======== Text extract

Result. Chain accumulates to plus or minus 0.4 at hole 4; baseline holds plus or minus 0.1 at every hole. For holes that must each align to a common end, baseline is the functional choice.

Why the method works. Baseline ties each feature directly to the functional datum, so tolerances do not stack.

How to verify independently. Add the chain tolerances (0.1 four times equals 0.4) and compare with the single baseline tolerance (0.1). The fourfold difference confirms the accumulation.

05

Worked example 2: functional datums for a mating bracket

Problem. A bracket mounts against a wall (its back face) and locates a shaft through a hole that must sit 30 above the mounting foot and 40 from a locating side face. A colleague dimensions the shaft hole from the top edge and the far side "because it is tidy." Choose functional datums, dimension from them, and show why the tidy scheme can fail. The complication is that the tidy references are not the mating surfaces.

Planning. Identify the surfaces that actually mate and reference the functional dimensions to them.

Solution.

  1. Functional surfaces. The bracket seats on its foot (bottom face) and registers against a side locating face. The shaft height matters from the foot; the shaft position matters from the locating side face.
  2. Functional scheme. Dimension the shaft hole 30 from the foot and 40 from the locating side face. These are the surfaces the assembly uses, so in-tolerance parts place the shaft correctly.

================

### [Goal of the exercise]
Can you copy the dimensioning text, starting at the words "Result. Chain accumulates" and stopping after "confirms the accumulation.", renaming "tolerances" to "allowances"? None of the lines here have anything to do with the dimensioning text.

======== Collected data

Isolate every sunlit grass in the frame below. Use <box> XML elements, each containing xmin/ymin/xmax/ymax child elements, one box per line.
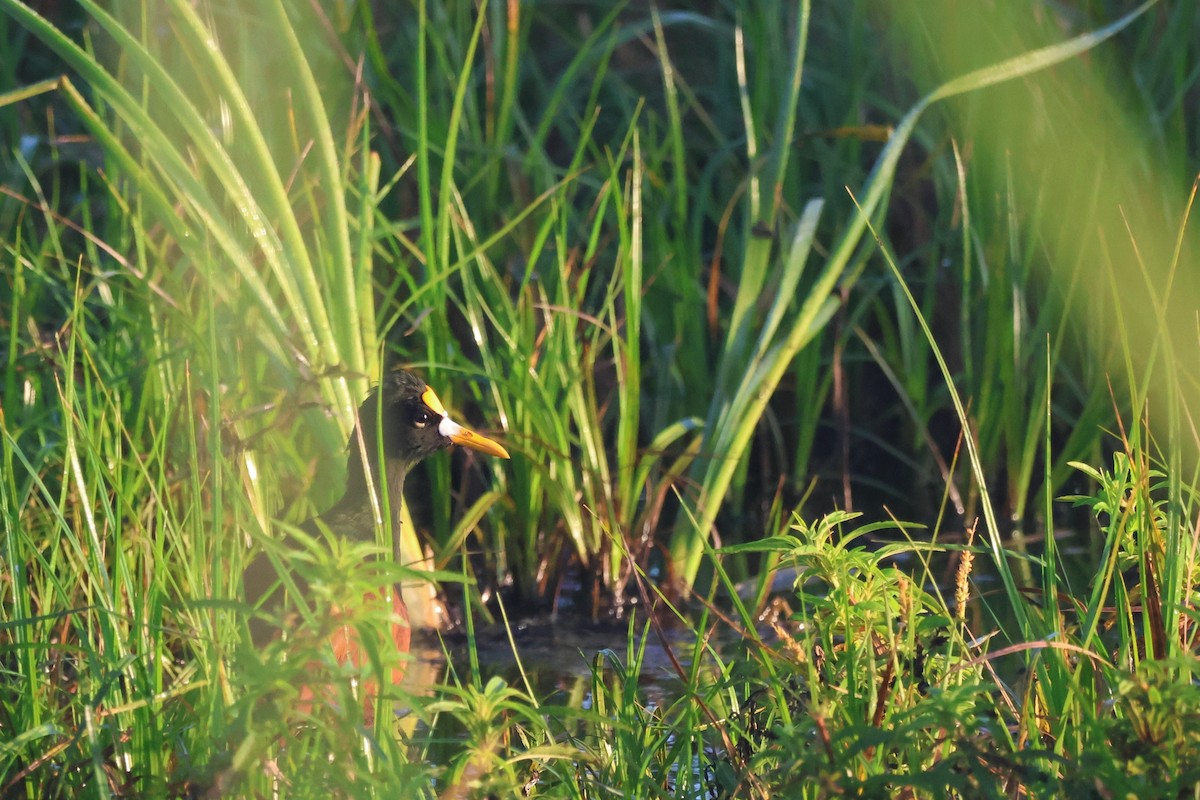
<box><xmin>0</xmin><ymin>0</ymin><xmax>1200</xmax><ymax>798</ymax></box>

================

### [Output of the exercise]
Result. Chain accumulates to plus or minus 0.4 at hole 4; baseline holds plus or minus 0.1 at every hole. For holes that must each align to a common end, baseline is the functional choice.

Why the method works. Baseline ties each feature directly to the functional datum, so allowances do not stack.

How to verify independently. Add the chain allowances (0.1 four times equals 0.4) and compare with the single baseline tolerance (0.1). The fourfold difference confirms the accumulation.